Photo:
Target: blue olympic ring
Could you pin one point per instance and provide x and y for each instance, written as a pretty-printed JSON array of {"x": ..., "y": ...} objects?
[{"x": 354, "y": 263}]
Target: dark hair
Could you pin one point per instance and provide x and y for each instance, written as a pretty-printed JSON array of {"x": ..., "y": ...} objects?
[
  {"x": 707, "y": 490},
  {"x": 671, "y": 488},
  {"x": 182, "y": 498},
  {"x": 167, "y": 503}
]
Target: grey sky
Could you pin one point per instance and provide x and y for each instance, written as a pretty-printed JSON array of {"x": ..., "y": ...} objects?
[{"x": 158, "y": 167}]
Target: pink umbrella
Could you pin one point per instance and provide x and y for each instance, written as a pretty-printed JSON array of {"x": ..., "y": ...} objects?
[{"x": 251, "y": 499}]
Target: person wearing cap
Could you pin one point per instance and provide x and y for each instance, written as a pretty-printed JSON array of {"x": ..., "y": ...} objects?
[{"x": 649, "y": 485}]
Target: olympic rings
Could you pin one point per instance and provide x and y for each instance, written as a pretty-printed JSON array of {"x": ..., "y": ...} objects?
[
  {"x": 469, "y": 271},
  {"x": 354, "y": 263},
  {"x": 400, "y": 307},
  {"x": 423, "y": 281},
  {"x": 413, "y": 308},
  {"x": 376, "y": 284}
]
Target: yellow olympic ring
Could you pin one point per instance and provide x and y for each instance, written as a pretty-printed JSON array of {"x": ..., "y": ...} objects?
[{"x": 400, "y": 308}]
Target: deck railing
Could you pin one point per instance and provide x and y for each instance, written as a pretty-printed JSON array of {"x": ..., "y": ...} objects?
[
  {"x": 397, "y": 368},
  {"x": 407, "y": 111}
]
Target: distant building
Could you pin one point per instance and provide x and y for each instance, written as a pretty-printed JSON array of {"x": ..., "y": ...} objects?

▶ **DIRECTIONS**: Retype the listing above, exactly and in full.

▶ **TASK OUTPUT**:
Photo:
Target: blue olympic ring
Could you pin one point per instance and provide x and y for each instance, written as a pretty-printed JSON array of {"x": ..., "y": ...} objects?
[{"x": 354, "y": 263}]
Target: dark hair
Could you pin one point per instance and provide x and y for each instance, written as a pretty-printed JSON array of {"x": ..., "y": ...} objects?
[
  {"x": 707, "y": 490},
  {"x": 671, "y": 488},
  {"x": 182, "y": 498},
  {"x": 167, "y": 503}
]
Target: grey sky
Could you pin one point per instance and provide x and y for each instance, written as a pretty-printed JSON array of {"x": ..., "y": ...} objects?
[{"x": 158, "y": 167}]
Target: pink umbrella
Could you pin one point per instance and provide x and y for each instance, written as a pretty-printed JSON array of {"x": ..., "y": ...} objects?
[{"x": 251, "y": 499}]
Target: person wearing cap
Could you pin one point per instance and provide x and y for each instance, written as a pretty-printed JSON array of {"x": ..., "y": ...} objects?
[{"x": 649, "y": 485}]
Target: olympic rings
Could you pin one point per instance and provide x and y for each instance, written as a pretty-printed JSON array of {"x": ..., "y": ...} objects?
[
  {"x": 469, "y": 271},
  {"x": 354, "y": 263},
  {"x": 400, "y": 307},
  {"x": 423, "y": 281},
  {"x": 413, "y": 308},
  {"x": 376, "y": 284}
]
Target: yellow olympic ring
Could you pin one point per instance and provide x and y for each instance, written as a pretty-printed JSON array of {"x": ..., "y": ...} objects?
[{"x": 400, "y": 308}]
Target: deck railing
Could you pin one point per instance and provide x and y for each instance, written as a pretty-printed JSON array of {"x": ..., "y": ...} objects?
[
  {"x": 397, "y": 368},
  {"x": 407, "y": 111}
]
Target: distant building
Could you pin one point per instance and provide x and y for each instance, written as a pretty-printed JSON array of {"x": ..., "y": ...} objects?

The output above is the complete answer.